> Extrait du texte:
◇ ◇ ◇ ◇ ◇ ◇ ◇
Le grand égalisateur arrive enfin
Le gouvernement allemand a annoncé qu’il
n’interviendrait pas dans le cadre de l’acquisition par le géant chinois de
l’électroménager Midea de la corporation
industrielle high-tech allemande Kuka Robotics Corporation, pour la somme de 5 milliards de
dollars. Midea, qui a promis à de nombreuses
reprises que la société allemande demeurerait indépendante, a acheté 95% des
actions de Kuka, dont l’équipe de direction a
accepté l’accord. Les efforts du gouvernement allemand de trouver un acheteur
plus satisfaisant – lire : européen – n’ont pas porté leurs fruits.
L’accord, qui représente la plus grosse acquisition chinoise en Allemagne,
est sur le point d’être signé.
Avec 3 milliards d’euros de
revenus en 2015, Kuka est une société de grande
importance pour le secteur de la robotique articulée, et notamment des robots
d’assemblage ou de soudage. Ils sont utilisés au travers de l’industrie,
depuis les usines de fabrication d’automobiles jusqu’aux grosses pâtisseries.
Cet accord offre à la Chine des technologies de pointe, et marque un nouveau
pas en avant vers la modernisation de l’industrie manufacturière chinoise.
Les sociétés chinoises ont,
depuis le début de l’année, acheté un certain nombre de fabricants de
robots :
- En
juin, Agic Capital, une société financière
privée sino-européenne, a annoncé l’acquisition de Gimatic,
un fournisseur italien de bras robotiques.
◇ ◇ ◇ ◇ ◇ ◇ ◇
> Entrées d'identification de lieux:
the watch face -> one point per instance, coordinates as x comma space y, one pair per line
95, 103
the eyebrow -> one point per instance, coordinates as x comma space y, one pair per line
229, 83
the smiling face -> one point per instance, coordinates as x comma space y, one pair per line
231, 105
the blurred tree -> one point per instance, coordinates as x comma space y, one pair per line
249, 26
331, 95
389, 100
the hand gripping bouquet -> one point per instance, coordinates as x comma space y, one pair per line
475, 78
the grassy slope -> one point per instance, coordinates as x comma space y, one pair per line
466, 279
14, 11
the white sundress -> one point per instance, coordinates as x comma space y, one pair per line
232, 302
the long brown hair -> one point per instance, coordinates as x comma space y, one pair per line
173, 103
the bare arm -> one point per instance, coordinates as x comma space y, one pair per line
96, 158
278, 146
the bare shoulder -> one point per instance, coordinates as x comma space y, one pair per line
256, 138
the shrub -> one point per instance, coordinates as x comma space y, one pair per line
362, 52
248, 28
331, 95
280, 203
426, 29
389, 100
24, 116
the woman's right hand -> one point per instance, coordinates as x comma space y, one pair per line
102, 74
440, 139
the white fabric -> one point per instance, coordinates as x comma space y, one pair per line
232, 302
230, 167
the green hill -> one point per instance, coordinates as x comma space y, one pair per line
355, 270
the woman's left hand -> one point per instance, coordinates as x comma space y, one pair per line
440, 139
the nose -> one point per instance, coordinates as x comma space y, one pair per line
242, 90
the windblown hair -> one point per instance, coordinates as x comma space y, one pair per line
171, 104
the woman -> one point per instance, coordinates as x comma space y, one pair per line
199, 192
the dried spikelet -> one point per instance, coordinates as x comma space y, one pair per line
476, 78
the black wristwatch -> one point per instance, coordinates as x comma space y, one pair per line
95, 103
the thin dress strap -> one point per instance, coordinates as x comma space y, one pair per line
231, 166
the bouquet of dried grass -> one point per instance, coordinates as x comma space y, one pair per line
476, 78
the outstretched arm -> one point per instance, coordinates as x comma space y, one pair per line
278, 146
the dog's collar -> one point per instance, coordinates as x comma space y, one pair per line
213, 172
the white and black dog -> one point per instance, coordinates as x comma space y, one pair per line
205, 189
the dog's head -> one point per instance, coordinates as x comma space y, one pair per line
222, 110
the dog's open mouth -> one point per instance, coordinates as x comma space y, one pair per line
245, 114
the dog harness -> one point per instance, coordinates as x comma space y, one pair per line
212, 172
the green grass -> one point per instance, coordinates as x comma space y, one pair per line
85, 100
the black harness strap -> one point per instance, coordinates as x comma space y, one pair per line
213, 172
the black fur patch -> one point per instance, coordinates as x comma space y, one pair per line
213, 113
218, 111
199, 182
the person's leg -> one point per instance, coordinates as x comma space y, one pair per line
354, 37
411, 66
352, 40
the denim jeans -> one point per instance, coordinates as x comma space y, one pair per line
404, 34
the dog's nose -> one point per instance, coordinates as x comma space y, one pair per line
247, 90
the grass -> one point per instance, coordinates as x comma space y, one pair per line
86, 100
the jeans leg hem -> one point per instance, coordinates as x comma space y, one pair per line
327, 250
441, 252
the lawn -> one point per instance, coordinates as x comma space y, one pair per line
◇ ◇ ◇ ◇ ◇ ◇ ◇
> À faire:
**a.** Recopiez le passage de l'article sur le rachat de Kuka qui commence par « L’accord, qui représente » et se poursuit jusqu'à « l’industrie manufacturière chinoise. ».
**b.** Selon l'article sur le rachat de Kuka, quelle part des actions de Kuka Midea a-t-il achetée ?

> Réponses:
**a.**
L’accord, qui représente la plus grosse acquisition chinoise en Allemagne,
est sur le point d’être signé.
Avec 3 milliards d’euros de
revenus en 2015, Kuka est une société de grande
importance pour le secteur de la robotique articulée, et notamment des robots
d’assemblage ou de soudage. Ils sont utilisés au travers de l’industrie,
depuis les usines de fabrication d’automobiles jusqu’aux grosses pâtisseries.
Cet accord offre à la Chine des technologies de pointe, et marque un nouveau
pas en avant vers la modernisation de l’industrie manufacturière chinoise.

**b.** Midea a acheté 95 % des actions de Kuka.